= Selected passage =
—————

By Cynthia Stevens Graubart and Catherine Fliegel, R.N.
How long you can keep it: At room temperature (66-72°F) The American Academy of Pediatrics (AAP) and the La Leche League say six to eight hours is fine if you don’t have a fridge handy.
In a refrigerator The AAP recommends two to three days; the La Leche League agrees that’s best, but says up to eight days is acceptable.
In the freezer The AAP recommends one month, especially if the freezer is opened frequently. The La Leche League says six months is safe. If you have a separate freezer that’s rarely opened, both agree that at least six months is safe, but don’t keep milk longer than a year.
Breast milk safety secrets
• If your baby is a preemie or has health concerns, err on the side of caution, and keep milk refrigerated as much as possible.
• Label each container of milk with the date it was stored.
• Store the milk in the back of the fridge or freezer to minimize its exposure to warm air when you open the door.
• Freeze about two to four ounces per container. Leave a little room at the top of the container to allow for expansion.
• Thaw frozen milk slowly in the fridge for no more than 24 hours or in a bowl of warm water.
• Never refreeze thawed milk.
• Save milk left over from a feeding only if it’s a small amount and you plan to feed it to your baby within an hour or so.

—————

[Dataset excerpts]
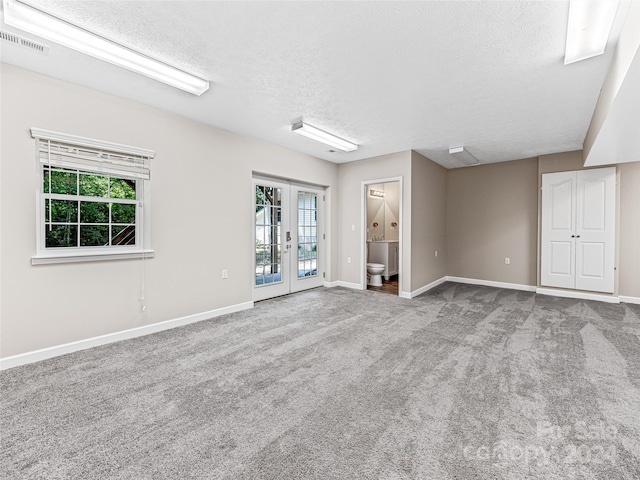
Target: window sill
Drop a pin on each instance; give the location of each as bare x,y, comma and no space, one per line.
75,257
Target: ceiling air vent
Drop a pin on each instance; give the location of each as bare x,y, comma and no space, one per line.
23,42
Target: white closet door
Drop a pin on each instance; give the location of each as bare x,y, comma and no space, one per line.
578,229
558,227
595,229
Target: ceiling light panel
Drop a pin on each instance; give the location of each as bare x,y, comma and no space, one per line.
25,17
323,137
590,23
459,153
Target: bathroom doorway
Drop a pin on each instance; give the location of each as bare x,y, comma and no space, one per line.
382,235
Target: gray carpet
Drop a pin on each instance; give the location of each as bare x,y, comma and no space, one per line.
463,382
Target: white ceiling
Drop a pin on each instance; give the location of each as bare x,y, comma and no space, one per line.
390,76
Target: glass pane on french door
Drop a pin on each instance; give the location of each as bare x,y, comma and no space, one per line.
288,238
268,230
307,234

—————

= Instructions =
a) Set down the part of the breast milk storage text from "How long you" up to and including "much as possible.".
b) Answer these questions using the breast milk storage text.
(i) For how long does the AAP recommend keeping breast milk in a refrigerator?
(ii) How many ounces of milk should go in each container for freezing?
(iii) In what part of the fridge or freezer should the milk be stored?

= Answers for this exercise =
a)
How long you can keep it: At room temperature (66-72°F) The American Academy of Pediatrics (AAP) and the La Leche League say six to eight hours is fine if you don’t have a fridge handy.
In a refrigerator The AAP recommends two to three days; the La Leche League agrees that’s best, but says up to eight days is acceptable.
In the freezer The AAP recommends one month, especially if the freezer is opened frequently. The La Leche League says six months is safe. If you have a separate freezer that’s rarely opened, both agree that at least six months is safe, but don’t keep milk longer than a year.
Breast milk safety secrets
• If your baby is a preemie or has health concerns, err on the side of caution, and keep milk refrigerated as much as possible.

b)
(i) Two to three days.
(ii) About two to four ounces.
(iii) In the back.